** Data excerpts follows **

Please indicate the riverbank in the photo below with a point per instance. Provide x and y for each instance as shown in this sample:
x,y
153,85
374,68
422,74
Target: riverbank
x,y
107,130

** End of Data excerpts **

§ Exercise: Reproduce the entries exactly, dropping nothing.

§ Task answer:
Please indicate the riverbank in the photo below with a point per instance. Provide x and y for each instance as shown in this sample:
x,y
153,85
374,68
422,74
Target: riverbank
x,y
107,130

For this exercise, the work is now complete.